Nesse contexto, o mulherengo Don Draper - personagem interpretado por Jon Hamm com o carisma irritantemente blasé dos que as sabem atraentes - seria o epítome do macho-alfa dos anos 1960, não fosse um pequeno detalhe: seu verdadeiro nome é Dick Whitman, um homem atormentado por ter roubado a identidade de um ex-companheiro de trincheira morto em combate (o verdadeiro Don), cuja trajetória serve de cartão de visitas para que o pobretão Dick possa acessar o universo da publicidade nova-iorquina, tão poderosa quanto necessária para criar novos sonhos de consumo em abundância.
Corta pra 2025: Don Draper - opa, Jon Hamm - volta a interpretar um homem atormentado pela masculinidade frágil na série ‘Seu vizinhos e amigos’ (Apple). Tudo considerado, juro que não comecei a assistir à série nova com Mad Men na cabeça. Até porque o trailer é construído para jogar a coisa pro lado do suspense. Mas foi só apertar o play do episódio 1, pra que a associação de ideias começasse a comer solta:
Seria o nome do protagonista da nova série (Andrew ‘Coop’ Cooper) uma alusão ao tiozão e sócio-sênior da agência de publicidade de Mad Man, a Sterling-Cooper? Acho difícil que ninguém tenha notado a coincidência. Pra mim, soou como uma piscadela pros fãs de Mad Men, indicando que o tiozão agora é o Don Draper;
Assim como Don Draper, Coop enfrenta uma crise no casamento. A diferença crucial é que, no lugar da infeliz dona de casa Betty Draper, temos agora Mel Cooper, que é pega traindo Coop com um amigo dele, se divorciam, mas quem fica com todos os bens é ela. Betty também traía Don, mas cheia de remordimentos por estar em busca de um romance ideal. Mel Cooper, por outro lado, é prática, descomplicada, confiante, um reflexo do seu tempo, enquanto a melancólica Betty passou boa parte das sete temporadas encastelada em seus ciclos de fuga, frivolidade e autocomiseração.

· · · · · · ·

Descrição da tarefa. Para cada afirmação, diga sim ou não conforme o texto sobre Mad Men e a série nova, e cite as palavras do texto que decidem: 1. O verdadeiro nome de Don Draper é Dick Whitman. 2. Quem escreve o texto começou a ver a série nova já pensando em Mad Men. 3. No divórcio, Coop fica com todos os bens. As linhas não têm nenhum papel nisto.

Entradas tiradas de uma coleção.

· · · · · · ·

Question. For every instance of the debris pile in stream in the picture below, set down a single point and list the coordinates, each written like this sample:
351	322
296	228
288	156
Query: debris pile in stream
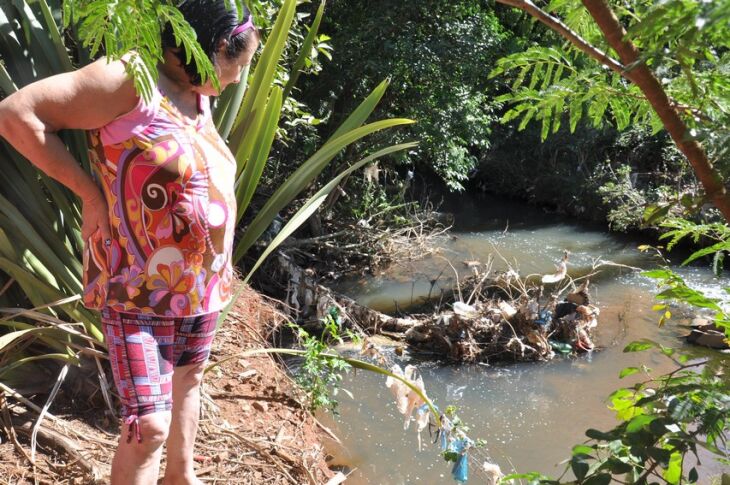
490	316
495	328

· · · · · · ·

A resposta.
1. Sim: "seu verdadeiro nome é Dick Whitman".
2. Não: "juro que não comecei a assistir à série nova com Mad Men na cabeça".
3. Não: "mas quem fica com todos os bens é ela".